_What this task involves_. A faithful transcript of every entry is required; pictures do not belong in it.

_Provided records_.
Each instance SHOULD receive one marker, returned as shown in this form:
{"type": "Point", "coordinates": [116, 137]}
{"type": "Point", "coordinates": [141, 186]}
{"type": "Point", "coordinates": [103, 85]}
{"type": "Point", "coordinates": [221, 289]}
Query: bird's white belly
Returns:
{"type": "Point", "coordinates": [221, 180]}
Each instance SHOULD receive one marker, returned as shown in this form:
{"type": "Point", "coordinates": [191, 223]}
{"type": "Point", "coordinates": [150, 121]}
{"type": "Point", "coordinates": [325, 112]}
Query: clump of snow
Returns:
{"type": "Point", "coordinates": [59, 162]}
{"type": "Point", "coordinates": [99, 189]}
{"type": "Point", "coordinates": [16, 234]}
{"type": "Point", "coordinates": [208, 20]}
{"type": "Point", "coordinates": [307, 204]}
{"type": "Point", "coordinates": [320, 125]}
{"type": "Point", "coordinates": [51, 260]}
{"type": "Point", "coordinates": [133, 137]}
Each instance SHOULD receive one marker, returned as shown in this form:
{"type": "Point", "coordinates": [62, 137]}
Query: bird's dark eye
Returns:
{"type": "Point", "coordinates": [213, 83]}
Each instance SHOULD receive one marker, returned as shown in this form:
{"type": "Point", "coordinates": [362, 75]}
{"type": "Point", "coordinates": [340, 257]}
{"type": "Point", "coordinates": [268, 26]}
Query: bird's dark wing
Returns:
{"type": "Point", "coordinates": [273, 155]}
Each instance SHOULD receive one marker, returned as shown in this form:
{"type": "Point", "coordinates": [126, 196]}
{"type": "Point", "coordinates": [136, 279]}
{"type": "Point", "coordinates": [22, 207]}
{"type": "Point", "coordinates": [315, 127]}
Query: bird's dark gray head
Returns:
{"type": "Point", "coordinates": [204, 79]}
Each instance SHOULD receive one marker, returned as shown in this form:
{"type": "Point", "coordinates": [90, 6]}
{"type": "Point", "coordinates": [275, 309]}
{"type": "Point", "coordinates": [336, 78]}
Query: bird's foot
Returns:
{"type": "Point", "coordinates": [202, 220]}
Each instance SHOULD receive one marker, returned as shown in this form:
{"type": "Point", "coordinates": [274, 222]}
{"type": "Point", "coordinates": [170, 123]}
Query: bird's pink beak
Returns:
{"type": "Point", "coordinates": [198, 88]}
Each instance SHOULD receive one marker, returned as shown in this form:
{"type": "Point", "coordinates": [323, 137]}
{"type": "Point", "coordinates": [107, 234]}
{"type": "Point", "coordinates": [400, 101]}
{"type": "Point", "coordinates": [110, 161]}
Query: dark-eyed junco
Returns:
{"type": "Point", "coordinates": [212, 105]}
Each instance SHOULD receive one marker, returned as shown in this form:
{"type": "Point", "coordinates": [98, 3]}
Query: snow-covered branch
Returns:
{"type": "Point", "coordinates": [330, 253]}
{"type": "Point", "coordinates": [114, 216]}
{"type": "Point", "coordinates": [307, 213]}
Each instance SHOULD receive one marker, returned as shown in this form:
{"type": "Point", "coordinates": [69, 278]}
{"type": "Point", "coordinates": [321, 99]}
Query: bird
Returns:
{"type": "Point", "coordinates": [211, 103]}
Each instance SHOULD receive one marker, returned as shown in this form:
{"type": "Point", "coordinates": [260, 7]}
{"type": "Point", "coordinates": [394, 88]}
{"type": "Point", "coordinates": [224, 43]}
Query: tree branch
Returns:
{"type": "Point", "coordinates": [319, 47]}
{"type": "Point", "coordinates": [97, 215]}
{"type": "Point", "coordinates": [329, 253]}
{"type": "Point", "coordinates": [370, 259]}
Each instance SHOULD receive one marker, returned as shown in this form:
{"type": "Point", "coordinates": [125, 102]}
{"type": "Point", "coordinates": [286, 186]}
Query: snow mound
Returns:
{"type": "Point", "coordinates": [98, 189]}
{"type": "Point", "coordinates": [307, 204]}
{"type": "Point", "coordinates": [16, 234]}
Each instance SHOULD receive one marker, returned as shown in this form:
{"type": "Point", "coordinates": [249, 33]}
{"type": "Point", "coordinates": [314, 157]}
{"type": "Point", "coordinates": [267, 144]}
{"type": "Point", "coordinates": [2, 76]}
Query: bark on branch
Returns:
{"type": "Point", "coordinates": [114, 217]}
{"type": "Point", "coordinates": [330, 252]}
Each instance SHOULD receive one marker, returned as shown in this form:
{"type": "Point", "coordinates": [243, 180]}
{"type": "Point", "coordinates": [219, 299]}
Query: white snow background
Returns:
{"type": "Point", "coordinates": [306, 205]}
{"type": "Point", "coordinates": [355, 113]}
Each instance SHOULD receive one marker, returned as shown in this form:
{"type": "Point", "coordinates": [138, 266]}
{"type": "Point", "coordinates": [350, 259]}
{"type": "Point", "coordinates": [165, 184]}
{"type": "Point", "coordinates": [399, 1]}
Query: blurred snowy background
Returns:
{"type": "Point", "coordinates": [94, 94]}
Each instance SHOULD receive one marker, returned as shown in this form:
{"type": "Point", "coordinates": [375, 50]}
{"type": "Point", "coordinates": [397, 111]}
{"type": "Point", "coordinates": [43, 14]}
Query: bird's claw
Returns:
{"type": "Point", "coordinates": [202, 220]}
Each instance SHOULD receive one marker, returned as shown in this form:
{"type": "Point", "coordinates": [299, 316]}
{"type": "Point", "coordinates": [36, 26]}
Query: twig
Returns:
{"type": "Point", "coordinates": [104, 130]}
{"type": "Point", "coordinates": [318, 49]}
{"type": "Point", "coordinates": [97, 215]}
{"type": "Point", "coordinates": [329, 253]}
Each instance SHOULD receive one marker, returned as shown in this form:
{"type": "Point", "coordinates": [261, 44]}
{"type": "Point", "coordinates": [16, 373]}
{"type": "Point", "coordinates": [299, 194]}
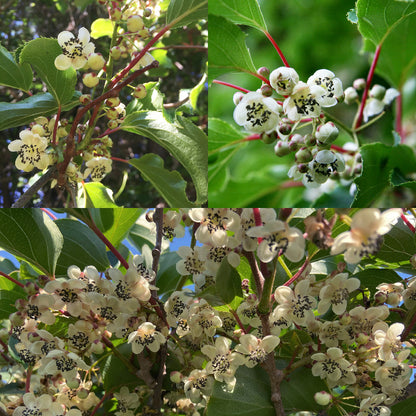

_Solution to the exercise_.
Each instance SHOULD receive one marker, returned as shown in this form:
{"type": "Point", "coordinates": [116, 137]}
{"type": "Point", "coordinates": [141, 186]}
{"type": "Point", "coordinates": [103, 85]}
{"type": "Point", "coordinates": [221, 289]}
Query: bird's white belly
Returns:
{"type": "Point", "coordinates": [221, 180]}
Each instance SHOULD receive one marker, returned as shown in this form:
{"type": "Point", "coordinates": [191, 223]}
{"type": "Point", "coordinates": [150, 121]}
{"type": "Point", "coordinates": [325, 112]}
Query: clump of snow
Returns:
{"type": "Point", "coordinates": [59, 162]}
{"type": "Point", "coordinates": [99, 189]}
{"type": "Point", "coordinates": [16, 234]}
{"type": "Point", "coordinates": [208, 20]}
{"type": "Point", "coordinates": [307, 204]}
{"type": "Point", "coordinates": [320, 125]}
{"type": "Point", "coordinates": [51, 260]}
{"type": "Point", "coordinates": [133, 137]}
Each instance SHOULD receive one marker, returned as shown in this form:
{"type": "Point", "coordinates": [62, 137]}
Query: bird's dark eye
Returns:
{"type": "Point", "coordinates": [213, 83]}
Each instance SHOULD receive one marker, returned as shown in this form:
{"type": "Point", "coordinates": [362, 75]}
{"type": "Point", "coordinates": [340, 257]}
{"type": "Point", "coordinates": [268, 26]}
Query: bird's dark wing
Returns:
{"type": "Point", "coordinates": [273, 155]}
Each instance SHOULD receive one marker, returned as shown in this form:
{"type": "Point", "coordinates": [126, 196]}
{"type": "Point", "coordinates": [136, 279]}
{"type": "Point", "coordinates": [22, 207]}
{"type": "Point", "coordinates": [315, 127]}
Query: bird's dark gray head
Returns:
{"type": "Point", "coordinates": [204, 79]}
Each instance SHOULD receive one marker, returned as shown in this form:
{"type": "Point", "coordinates": [90, 6]}
{"type": "Point", "coordinates": [275, 309]}
{"type": "Point", "coordinates": [336, 78]}
Query: bird's foot
Returns:
{"type": "Point", "coordinates": [202, 220]}
Each instance SHOULD receive one marker, returned as shown in this form:
{"type": "Point", "coordinates": [274, 222]}
{"type": "Point", "coordinates": [170, 123]}
Query: bird's pink beak
Returns:
{"type": "Point", "coordinates": [198, 88]}
Each instance SHOULD receive one marker, returned as shown in this form:
{"type": "Point", "coordinates": [323, 137]}
{"type": "Point", "coordinates": [107, 234]}
{"type": "Point", "coordinates": [400, 101]}
{"type": "Point", "coordinates": [110, 161]}
Query: dark-eyed junco
Returns:
{"type": "Point", "coordinates": [212, 105]}
Each instance SHOULD receive one marker, returned as shown in this form:
{"type": "Point", "coordinates": [98, 3]}
Query: snow-covered branch
Returns:
{"type": "Point", "coordinates": [330, 253]}
{"type": "Point", "coordinates": [114, 216]}
{"type": "Point", "coordinates": [307, 213]}
Each instance SHOULD receive one marker, returned as shown in this form:
{"type": "Point", "coordinates": [69, 278]}
{"type": "Point", "coordinates": [321, 99]}
Query: bird
Returns:
{"type": "Point", "coordinates": [211, 103]}
Each instance SHOULD receive one marker, returned as shown in this form:
{"type": "Point", "coordinates": [260, 7]}
{"type": "Point", "coordinates": [394, 88]}
{"type": "Point", "coordinates": [224, 43]}
Query: tree branch
Returns:
{"type": "Point", "coordinates": [319, 47]}
{"type": "Point", "coordinates": [97, 215]}
{"type": "Point", "coordinates": [329, 253]}
{"type": "Point", "coordinates": [370, 259]}
Each instance SHOULD receive one marker, returned as shown in this form:
{"type": "Point", "coordinates": [125, 102]}
{"type": "Point", "coordinates": [286, 186]}
Query: snow mound
Returns:
{"type": "Point", "coordinates": [98, 189]}
{"type": "Point", "coordinates": [307, 204]}
{"type": "Point", "coordinates": [16, 234]}
Each instance SHOULD receive one marker, returned as shown in this form:
{"type": "Point", "coordinates": [249, 33]}
{"type": "Point", "coordinates": [314, 157]}
{"type": "Point", "coordinates": [267, 144]}
{"type": "Point", "coordinates": [2, 76]}
Query: bark on branch
Returns:
{"type": "Point", "coordinates": [114, 217]}
{"type": "Point", "coordinates": [330, 252]}
Each instance SHOULD receive one marker, returned as shown in this form:
{"type": "Point", "coordinates": [243, 180]}
{"type": "Point", "coordinates": [219, 299]}
Query: white snow background
Returns:
{"type": "Point", "coordinates": [306, 205]}
{"type": "Point", "coordinates": [355, 113]}
Each instance SHOULD receive one marker, returned as shown in this form:
{"type": "Point", "coordinates": [138, 266]}
{"type": "Point", "coordinates": [350, 259]}
{"type": "Point", "coordinates": [165, 184]}
{"type": "Point", "coordinates": [399, 1]}
Query: blurred snowy background
Returns:
{"type": "Point", "coordinates": [94, 94]}
Each instance SHOULD receive one marker, returned as shown in this form:
{"type": "Point", "coordinates": [375, 50]}
{"type": "Point", "coordinates": [397, 111]}
{"type": "Point", "coordinates": [43, 14]}
Query: bird's claw
Returns:
{"type": "Point", "coordinates": [202, 220]}
Each instance SHOULD receive one marker, returned as shown in this form:
{"type": "Point", "coordinates": [299, 316]}
{"type": "Point", "coordinates": [36, 26]}
Query: twig
Returns:
{"type": "Point", "coordinates": [104, 130]}
{"type": "Point", "coordinates": [318, 49]}
{"type": "Point", "coordinates": [97, 215]}
{"type": "Point", "coordinates": [329, 253]}
Each instance SHOULD receive one marker, returned as shown in this form:
{"type": "Point", "coordinates": [261, 44]}
{"type": "Point", "coordinates": [16, 373]}
{"type": "Point", "coordinates": [299, 194]}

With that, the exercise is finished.